Please count the lines in the material below that contain the string "sandy" and reply with only that number.
· · · · · · ·
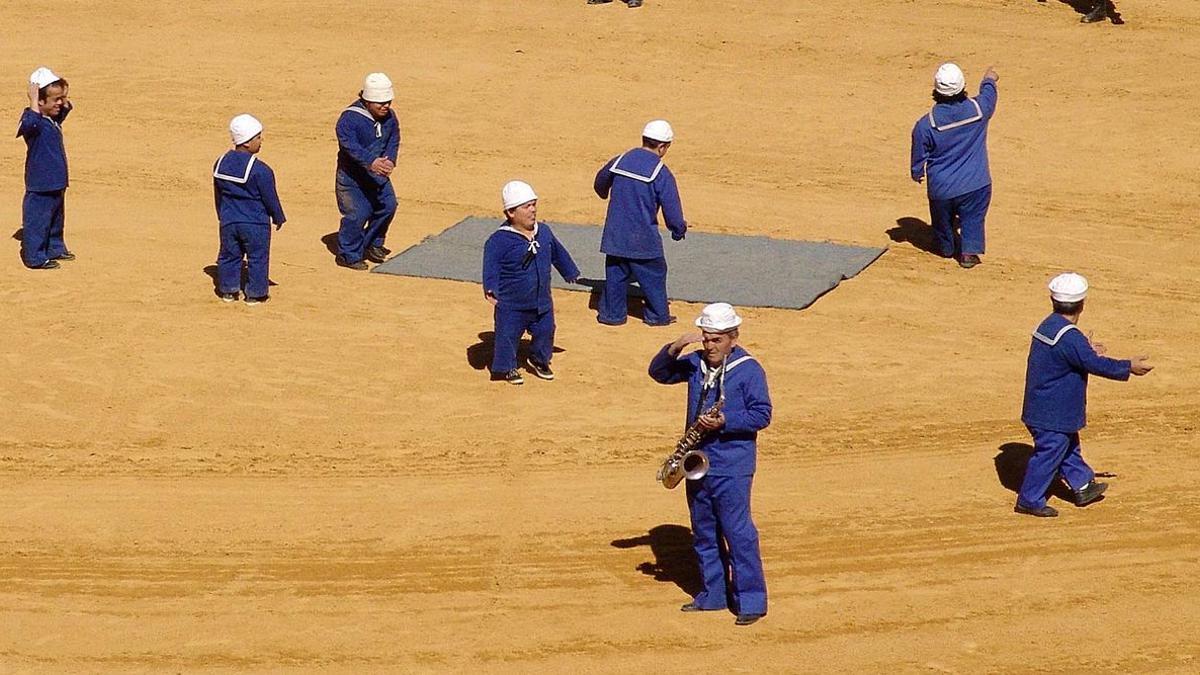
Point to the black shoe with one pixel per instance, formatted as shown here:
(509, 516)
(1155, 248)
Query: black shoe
(541, 370)
(358, 264)
(376, 255)
(1044, 512)
(694, 607)
(1090, 493)
(1098, 13)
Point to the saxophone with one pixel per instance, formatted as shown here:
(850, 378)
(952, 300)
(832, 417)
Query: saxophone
(687, 461)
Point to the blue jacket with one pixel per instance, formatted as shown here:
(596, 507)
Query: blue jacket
(361, 141)
(46, 160)
(636, 185)
(516, 269)
(949, 145)
(731, 449)
(244, 190)
(1056, 376)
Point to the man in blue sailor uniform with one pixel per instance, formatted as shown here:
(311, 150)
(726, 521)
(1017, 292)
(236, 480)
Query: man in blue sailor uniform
(725, 537)
(367, 147)
(949, 148)
(247, 204)
(516, 281)
(637, 184)
(43, 209)
(1061, 358)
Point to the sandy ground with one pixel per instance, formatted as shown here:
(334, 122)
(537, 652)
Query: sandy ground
(327, 482)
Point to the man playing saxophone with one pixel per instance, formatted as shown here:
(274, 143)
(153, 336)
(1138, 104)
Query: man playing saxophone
(724, 535)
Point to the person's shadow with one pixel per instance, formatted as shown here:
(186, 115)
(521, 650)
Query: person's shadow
(1086, 6)
(675, 560)
(479, 356)
(1011, 465)
(211, 272)
(910, 230)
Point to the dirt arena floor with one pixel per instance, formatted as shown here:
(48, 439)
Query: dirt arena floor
(328, 482)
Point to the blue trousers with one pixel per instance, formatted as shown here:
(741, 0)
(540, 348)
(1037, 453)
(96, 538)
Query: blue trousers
(651, 276)
(510, 326)
(1054, 453)
(366, 214)
(970, 210)
(249, 240)
(726, 543)
(41, 222)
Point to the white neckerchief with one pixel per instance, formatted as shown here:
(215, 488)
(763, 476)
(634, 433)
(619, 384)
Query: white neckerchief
(533, 238)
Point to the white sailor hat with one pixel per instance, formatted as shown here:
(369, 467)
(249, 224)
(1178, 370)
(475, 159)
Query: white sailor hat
(516, 192)
(1068, 287)
(244, 127)
(42, 76)
(949, 79)
(718, 317)
(377, 88)
(658, 130)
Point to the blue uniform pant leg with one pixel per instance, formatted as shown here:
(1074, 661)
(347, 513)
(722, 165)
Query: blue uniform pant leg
(57, 245)
(707, 542)
(613, 299)
(383, 210)
(972, 210)
(732, 496)
(652, 278)
(1049, 449)
(229, 260)
(36, 213)
(941, 216)
(1074, 470)
(510, 326)
(355, 209)
(256, 240)
(543, 332)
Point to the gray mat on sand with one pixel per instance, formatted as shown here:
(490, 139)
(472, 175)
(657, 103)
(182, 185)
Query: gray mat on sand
(703, 268)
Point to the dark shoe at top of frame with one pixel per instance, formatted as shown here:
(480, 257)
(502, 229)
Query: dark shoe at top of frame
(1044, 512)
(541, 370)
(1090, 493)
(358, 264)
(1098, 13)
(376, 255)
(748, 619)
(969, 261)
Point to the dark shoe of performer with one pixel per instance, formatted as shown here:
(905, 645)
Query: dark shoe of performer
(1098, 13)
(541, 370)
(1044, 512)
(969, 261)
(359, 264)
(1090, 493)
(376, 254)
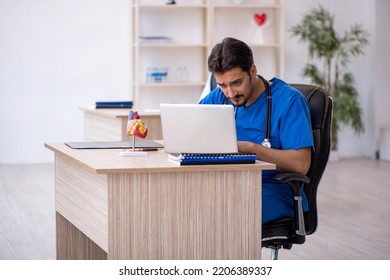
· · · · · · ·
Task solution
2